*Instruction:* Format the lines starting at the one containing "Player-tracking tagging: indicate the white sneaker" and ending at the last line as a JSON list of strings, one string per line, with blank lines omitted.
## BEGIN
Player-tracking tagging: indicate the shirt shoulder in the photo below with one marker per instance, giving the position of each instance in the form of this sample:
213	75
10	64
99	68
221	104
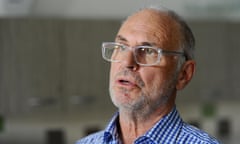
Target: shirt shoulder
95	138
194	135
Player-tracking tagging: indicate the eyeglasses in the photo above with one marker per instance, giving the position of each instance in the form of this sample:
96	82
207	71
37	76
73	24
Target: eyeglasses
143	55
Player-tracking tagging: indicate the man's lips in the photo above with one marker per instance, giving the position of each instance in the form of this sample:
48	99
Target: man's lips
126	83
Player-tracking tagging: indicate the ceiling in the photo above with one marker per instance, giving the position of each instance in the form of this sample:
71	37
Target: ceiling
117	9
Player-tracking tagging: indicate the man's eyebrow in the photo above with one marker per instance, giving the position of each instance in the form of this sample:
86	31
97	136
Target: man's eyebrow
121	38
148	44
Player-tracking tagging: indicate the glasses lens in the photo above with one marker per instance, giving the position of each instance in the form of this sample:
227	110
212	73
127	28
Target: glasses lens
146	55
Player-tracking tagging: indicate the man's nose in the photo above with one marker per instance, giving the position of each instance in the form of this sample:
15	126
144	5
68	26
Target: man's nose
129	61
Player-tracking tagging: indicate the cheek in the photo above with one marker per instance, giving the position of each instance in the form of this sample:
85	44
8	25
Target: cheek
113	70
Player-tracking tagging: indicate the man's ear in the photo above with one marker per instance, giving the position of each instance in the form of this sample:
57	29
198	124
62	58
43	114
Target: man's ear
185	74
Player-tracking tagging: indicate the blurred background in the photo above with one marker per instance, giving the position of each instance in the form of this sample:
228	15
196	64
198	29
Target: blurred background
54	83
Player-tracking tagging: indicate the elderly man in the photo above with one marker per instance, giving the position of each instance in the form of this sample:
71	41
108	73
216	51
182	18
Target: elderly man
151	59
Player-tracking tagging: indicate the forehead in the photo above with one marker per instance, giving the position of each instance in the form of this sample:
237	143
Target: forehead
152	27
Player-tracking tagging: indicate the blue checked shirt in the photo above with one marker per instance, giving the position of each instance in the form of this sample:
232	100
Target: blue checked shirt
169	130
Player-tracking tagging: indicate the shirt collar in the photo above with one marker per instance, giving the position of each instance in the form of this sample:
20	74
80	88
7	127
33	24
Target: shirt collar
163	131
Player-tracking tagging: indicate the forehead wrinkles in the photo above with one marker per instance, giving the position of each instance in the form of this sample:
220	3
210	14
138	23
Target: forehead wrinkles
158	27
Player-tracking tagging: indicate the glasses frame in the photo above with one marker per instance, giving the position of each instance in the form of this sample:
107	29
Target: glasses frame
133	49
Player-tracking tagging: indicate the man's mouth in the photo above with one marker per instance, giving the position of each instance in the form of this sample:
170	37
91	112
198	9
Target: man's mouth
125	82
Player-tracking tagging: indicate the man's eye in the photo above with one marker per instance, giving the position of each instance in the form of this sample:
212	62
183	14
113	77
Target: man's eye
148	51
119	48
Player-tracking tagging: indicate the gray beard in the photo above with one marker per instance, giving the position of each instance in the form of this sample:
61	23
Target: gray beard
144	106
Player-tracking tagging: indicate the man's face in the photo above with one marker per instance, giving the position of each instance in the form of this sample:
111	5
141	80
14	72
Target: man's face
145	88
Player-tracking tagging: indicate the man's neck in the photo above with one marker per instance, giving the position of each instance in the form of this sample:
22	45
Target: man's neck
132	126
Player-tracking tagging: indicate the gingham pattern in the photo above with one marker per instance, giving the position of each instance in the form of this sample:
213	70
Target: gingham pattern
169	130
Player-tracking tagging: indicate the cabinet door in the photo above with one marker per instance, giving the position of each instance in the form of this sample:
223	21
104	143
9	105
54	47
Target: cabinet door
86	71
30	65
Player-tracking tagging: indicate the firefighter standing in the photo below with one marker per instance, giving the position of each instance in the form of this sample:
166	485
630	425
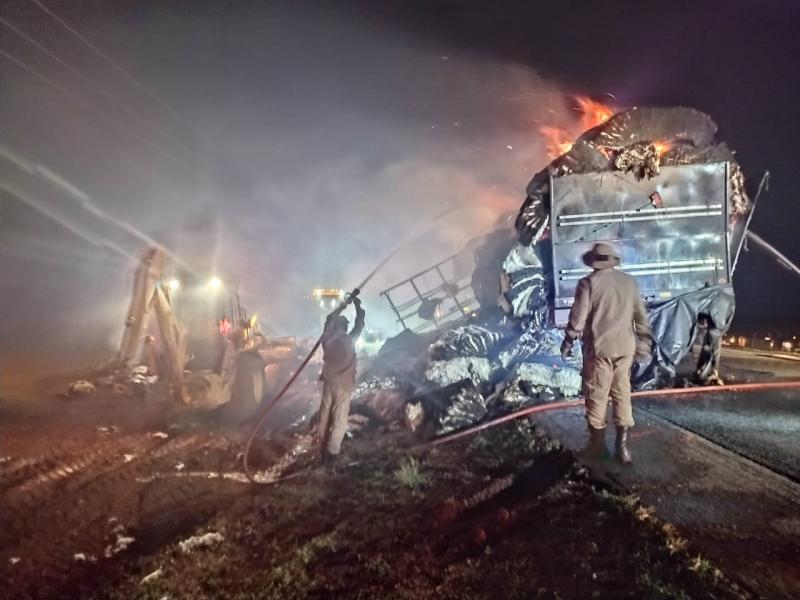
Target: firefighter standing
609	316
339	376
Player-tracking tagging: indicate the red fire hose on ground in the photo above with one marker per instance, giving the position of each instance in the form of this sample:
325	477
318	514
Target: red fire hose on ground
553	406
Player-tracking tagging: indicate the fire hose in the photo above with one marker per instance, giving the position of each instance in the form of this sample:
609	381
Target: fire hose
553	406
262	417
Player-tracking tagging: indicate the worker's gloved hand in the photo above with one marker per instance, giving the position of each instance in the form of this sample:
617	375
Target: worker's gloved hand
353	296
566	348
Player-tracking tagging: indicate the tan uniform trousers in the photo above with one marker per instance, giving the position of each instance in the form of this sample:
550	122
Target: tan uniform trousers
605	378
333	412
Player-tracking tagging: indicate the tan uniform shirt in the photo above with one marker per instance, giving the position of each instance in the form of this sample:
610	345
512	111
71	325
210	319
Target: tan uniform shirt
608	314
339	351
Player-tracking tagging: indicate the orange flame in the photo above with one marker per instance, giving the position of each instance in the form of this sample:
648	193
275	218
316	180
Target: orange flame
662	147
593	113
559	141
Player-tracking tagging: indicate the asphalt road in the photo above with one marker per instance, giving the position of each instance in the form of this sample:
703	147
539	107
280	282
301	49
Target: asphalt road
761	425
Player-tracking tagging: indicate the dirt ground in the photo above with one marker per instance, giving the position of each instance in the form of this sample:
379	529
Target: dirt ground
97	492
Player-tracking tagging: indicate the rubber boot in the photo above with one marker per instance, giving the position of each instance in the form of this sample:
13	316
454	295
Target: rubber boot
330	461
621	452
595	448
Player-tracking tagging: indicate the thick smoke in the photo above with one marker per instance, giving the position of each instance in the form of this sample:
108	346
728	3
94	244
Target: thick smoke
318	145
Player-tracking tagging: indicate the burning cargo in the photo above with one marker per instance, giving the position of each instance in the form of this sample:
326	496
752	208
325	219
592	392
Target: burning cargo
654	183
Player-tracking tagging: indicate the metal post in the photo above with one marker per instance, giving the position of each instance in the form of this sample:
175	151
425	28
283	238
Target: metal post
394	308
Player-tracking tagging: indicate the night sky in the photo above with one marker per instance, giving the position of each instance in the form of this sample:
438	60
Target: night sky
736	61
309	135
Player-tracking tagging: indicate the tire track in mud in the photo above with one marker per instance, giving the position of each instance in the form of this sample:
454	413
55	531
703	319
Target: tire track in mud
69	501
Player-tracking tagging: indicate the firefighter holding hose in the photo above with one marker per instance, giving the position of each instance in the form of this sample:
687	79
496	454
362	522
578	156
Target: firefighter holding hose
338	376
610	318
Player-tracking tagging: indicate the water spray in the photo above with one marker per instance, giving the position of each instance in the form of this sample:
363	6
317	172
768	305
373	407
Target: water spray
262	417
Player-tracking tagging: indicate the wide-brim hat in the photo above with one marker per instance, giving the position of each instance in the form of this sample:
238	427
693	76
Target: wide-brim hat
601	256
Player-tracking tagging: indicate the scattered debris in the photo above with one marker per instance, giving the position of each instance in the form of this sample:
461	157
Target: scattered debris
141	376
108	430
445	372
81	387
152	577
122	542
356	423
200	541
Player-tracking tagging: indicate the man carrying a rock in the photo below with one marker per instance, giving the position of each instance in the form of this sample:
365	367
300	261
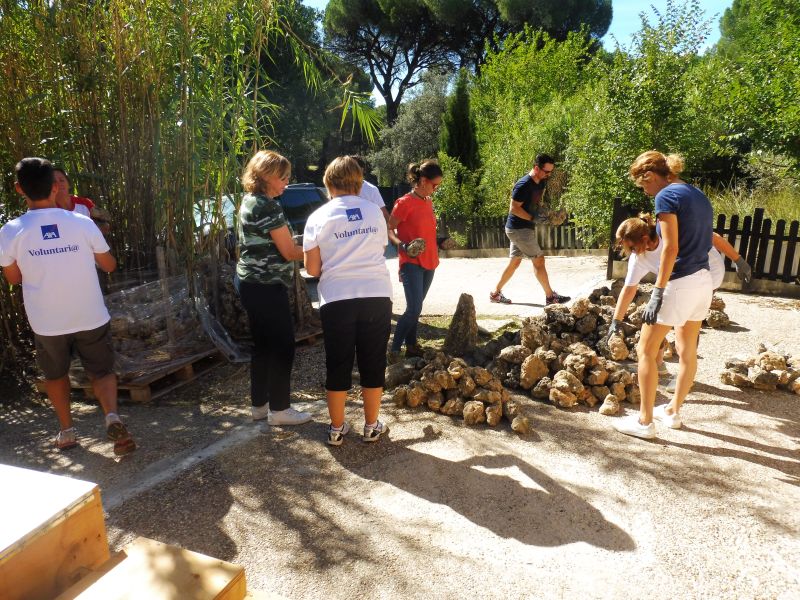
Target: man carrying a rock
525	209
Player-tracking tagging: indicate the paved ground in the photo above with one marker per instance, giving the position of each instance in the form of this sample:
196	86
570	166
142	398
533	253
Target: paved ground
439	510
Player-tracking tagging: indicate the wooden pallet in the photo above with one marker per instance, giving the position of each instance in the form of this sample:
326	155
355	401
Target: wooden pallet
152	386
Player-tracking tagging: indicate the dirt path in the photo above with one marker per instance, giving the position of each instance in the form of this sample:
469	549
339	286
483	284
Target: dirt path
440	510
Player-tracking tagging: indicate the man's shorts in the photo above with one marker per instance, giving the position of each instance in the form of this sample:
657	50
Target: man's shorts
94	348
523	243
686	299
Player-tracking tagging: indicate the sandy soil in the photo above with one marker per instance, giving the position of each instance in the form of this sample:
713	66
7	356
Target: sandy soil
440	510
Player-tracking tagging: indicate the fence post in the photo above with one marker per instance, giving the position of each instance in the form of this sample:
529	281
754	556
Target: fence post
617	216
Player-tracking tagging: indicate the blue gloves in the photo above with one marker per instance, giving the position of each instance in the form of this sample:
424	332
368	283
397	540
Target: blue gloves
743	270
612	329
650	313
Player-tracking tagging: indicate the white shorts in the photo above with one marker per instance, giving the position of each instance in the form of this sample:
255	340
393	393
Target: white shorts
686	299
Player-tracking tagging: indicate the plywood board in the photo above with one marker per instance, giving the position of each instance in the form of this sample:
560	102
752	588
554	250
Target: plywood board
157	571
53	532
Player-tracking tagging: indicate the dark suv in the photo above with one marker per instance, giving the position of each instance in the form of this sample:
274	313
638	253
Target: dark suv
299	200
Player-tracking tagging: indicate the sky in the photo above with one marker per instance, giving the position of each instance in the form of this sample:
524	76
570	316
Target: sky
625	20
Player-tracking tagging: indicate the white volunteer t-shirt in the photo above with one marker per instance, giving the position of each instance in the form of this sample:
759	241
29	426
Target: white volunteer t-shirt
351	235
640	265
372	193
54	249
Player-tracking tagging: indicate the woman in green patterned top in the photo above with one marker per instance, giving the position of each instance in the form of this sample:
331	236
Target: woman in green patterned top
263	275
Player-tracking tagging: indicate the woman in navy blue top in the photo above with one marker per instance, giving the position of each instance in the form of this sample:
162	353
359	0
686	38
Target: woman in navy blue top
683	289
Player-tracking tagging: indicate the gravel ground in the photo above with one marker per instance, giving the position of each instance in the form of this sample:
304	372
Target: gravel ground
440	510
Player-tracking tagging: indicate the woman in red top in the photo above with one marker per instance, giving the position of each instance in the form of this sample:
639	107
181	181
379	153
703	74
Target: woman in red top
413	218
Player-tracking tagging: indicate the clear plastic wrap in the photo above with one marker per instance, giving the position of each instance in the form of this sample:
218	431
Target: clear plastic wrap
154	327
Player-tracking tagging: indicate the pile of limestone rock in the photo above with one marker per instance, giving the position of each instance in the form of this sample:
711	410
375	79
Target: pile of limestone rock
562	356
450	386
768	370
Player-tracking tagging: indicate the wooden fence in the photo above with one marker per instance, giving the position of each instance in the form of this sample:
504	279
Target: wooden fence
773	255
489	232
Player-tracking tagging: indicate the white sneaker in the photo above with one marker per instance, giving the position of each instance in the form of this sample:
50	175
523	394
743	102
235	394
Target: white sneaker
## END
*Task output:*
[
  "Player-tracking tagging: indicate the white sneaker in the photo above with one marker per instance, giving the position of each instance in the form of this sample:",
  "50\t175",
  "523\t394",
  "743\t102",
  "235\t394",
  "Target: white sneaker"
]